## TRY IT
All entries below must be given again word for word.

## INFORMATION GIVEN

□ □ □ □ □

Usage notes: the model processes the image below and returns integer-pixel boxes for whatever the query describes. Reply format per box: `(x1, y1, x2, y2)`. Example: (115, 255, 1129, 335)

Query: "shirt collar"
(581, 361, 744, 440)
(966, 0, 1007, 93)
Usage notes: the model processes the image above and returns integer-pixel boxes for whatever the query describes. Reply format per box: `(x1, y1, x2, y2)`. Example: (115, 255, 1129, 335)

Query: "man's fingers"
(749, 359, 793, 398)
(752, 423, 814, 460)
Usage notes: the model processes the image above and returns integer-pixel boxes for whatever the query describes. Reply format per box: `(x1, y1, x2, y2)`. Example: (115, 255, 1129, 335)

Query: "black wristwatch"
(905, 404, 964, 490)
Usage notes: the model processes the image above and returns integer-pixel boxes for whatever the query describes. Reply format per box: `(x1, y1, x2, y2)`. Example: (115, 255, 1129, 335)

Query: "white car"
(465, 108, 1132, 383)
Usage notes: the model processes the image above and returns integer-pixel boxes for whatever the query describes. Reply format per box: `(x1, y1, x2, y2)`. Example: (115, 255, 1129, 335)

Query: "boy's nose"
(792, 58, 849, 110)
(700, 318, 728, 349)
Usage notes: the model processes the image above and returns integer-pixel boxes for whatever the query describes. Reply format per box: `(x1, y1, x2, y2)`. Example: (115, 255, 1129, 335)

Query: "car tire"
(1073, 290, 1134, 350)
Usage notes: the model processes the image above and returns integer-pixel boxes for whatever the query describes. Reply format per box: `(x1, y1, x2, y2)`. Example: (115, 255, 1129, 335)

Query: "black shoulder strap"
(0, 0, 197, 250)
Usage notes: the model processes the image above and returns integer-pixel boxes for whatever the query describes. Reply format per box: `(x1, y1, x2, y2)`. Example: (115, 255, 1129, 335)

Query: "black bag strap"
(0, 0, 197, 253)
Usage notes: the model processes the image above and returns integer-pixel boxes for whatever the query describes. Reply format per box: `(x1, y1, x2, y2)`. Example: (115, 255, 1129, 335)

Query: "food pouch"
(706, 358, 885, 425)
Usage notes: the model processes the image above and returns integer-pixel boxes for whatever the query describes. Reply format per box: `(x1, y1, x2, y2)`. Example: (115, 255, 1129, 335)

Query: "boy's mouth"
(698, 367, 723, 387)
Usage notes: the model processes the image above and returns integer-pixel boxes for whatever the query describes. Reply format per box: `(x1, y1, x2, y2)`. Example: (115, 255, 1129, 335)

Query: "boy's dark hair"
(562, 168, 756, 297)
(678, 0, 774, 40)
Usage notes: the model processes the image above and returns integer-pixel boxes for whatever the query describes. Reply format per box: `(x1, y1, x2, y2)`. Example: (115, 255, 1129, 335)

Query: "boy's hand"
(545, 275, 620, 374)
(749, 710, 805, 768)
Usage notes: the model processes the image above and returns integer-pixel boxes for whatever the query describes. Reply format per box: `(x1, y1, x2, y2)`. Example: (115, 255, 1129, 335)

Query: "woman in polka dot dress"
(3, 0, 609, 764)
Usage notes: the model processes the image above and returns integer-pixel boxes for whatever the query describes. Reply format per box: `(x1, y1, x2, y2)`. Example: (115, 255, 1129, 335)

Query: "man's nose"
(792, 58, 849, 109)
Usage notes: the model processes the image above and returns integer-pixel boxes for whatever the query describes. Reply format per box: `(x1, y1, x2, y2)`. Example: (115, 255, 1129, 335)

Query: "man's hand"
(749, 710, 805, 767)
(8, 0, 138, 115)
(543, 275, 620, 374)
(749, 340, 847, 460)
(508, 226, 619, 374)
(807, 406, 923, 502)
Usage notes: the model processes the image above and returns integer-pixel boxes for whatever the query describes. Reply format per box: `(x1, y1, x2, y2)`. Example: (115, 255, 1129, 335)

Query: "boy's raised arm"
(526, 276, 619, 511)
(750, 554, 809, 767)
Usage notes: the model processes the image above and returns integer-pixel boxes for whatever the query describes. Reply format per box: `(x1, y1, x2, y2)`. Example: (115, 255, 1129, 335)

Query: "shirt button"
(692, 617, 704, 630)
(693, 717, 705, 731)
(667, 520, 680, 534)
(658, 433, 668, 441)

□ □ □ □ □

## ANSWER FOR THIS EXERCISE
Usage notes: the model processes the image below and returns integer-pixel boxes for whatever the query describes. Reply format per box: `(x1, y1, x2, y2)`. Example: (115, 255, 1129, 335)

Query: "shirt collar"
(581, 361, 744, 440)
(966, 0, 1007, 93)
Usage notes: the model processes the image above and returns integer-pixel boxes for whatever the query describes. Reply format per box: `(x1, y1, x2, y2)`. Example: (115, 255, 1129, 335)

Query: "man's fingers"
(749, 359, 793, 398)
(752, 423, 814, 460)
Usage notes: the model processes the image above and returns integer-pixel boxes for whatever the query describes. Reply format per box: `(x1, y1, x2, y2)`. Example: (115, 255, 1129, 335)

Query: "black wristwatch"
(905, 404, 964, 490)
Usage notes: the model processes the image above and returns integer-pixel boxes for whatever the query describes. Reply format per box: `(x1, y1, x2, y2)`. Example: (115, 255, 1129, 335)

Query: "white car"
(465, 108, 1132, 383)
Usage notes: the model processes the image above and returns integer-pixel boxes for whatever the query describes. Reply format per box: `(x1, y1, x2, y2)`. Example: (115, 255, 1129, 335)

Query: "boy's nose"
(792, 58, 849, 110)
(700, 318, 728, 349)
Usage notes: the model processes the image above and returns integer-pixel boxes for whatever the query describes. Reply format per box: `(x1, y1, x2, y2)`. Example: (115, 255, 1129, 335)

Query: "car tire"
(1073, 290, 1134, 350)
Usage notes: the model processes the image above and returns integer-pixel boxes for whatever the query describes. Reply format per box: `(x1, y1, x2, y2)`. Example: (115, 255, 1129, 335)

Query: "black shoulder strap"
(0, 0, 197, 250)
Usage notes: the model processes the image above and returns integer-pixel boxes for whatever the query describes. Reply format per box: `(x1, y1, x2, y2)`. Example: (115, 255, 1129, 335)

Query: "black bag strap"
(0, 0, 197, 253)
Usage notes: the model processes the image above and returns integer-pixel boxes for whatever the query describes. Reply format per box: `(x1, y1, x2, y2)`. Example: (115, 255, 1129, 335)

Query: "food pouch"
(706, 358, 885, 425)
Usage notes: the model processes the image above and returns integer-pixel boxes for whatever the query describes. Reply format per box: `(x1, y1, x2, y2)`. Example: (115, 255, 1129, 335)

Query: "boy's mouth"
(698, 367, 723, 387)
Usage notes: the model processes the image above and returns integer-pixel boxes for whatever the query describes. Reply format per box: `(x1, y1, x2, y2)`. Example: (115, 255, 1129, 335)

Query: "boy's dark hair"
(562, 168, 756, 297)
(678, 0, 774, 40)
Usage notes: the model processes the image above and returns integer-pixel boxes for whatever the query describes. Reply format per box: `(x1, y1, x2, y2)`. Example: (115, 255, 1129, 335)

Query: "boy's hand"
(545, 275, 620, 374)
(749, 710, 805, 768)
Usage notes: the model processes the image above and returns integer-pixel boxes for whatever the query describes. Reply format per box: `(x1, y1, x2, y2)`. Example: (115, 255, 1129, 335)

Query: "woman in polka dot dress"
(3, 0, 609, 764)
Usage notes: the model processes the image above and returns integer-pixel boxes for whatever the query describes. Reply format per box: `(x1, y1, x2, y2)`. Example: (115, 255, 1129, 335)

Query: "man's nose"
(792, 58, 849, 109)
Usage notes: the model processes the image above and returns integer-pixel boxes for whatever the query describes. Reply format per box: `(x1, y1, x2, y2)`. Example: (115, 255, 1129, 335)

Query: "man's hand"
(749, 710, 805, 767)
(8, 0, 138, 115)
(543, 275, 620, 374)
(749, 340, 847, 460)
(508, 226, 619, 374)
(807, 406, 923, 502)
Usage notes: the model processes the image above and returns integer-pixel boxes for whatever the query describes. Reply format per box: `(x1, y1, x2, y2)`. Example: (115, 255, 1129, 335)

Query: "boy's raised arm"
(526, 276, 619, 511)
(750, 554, 809, 767)
Usage notes: the model processes the image above and returns integer-pixel boxes for whatever the query describes. Reply format per box: `(x1, y1, x2, y2)`. Example: (115, 255, 1129, 335)

Query: "shirt button"
(692, 617, 704, 630)
(693, 717, 705, 731)
(667, 520, 680, 534)
(658, 433, 668, 441)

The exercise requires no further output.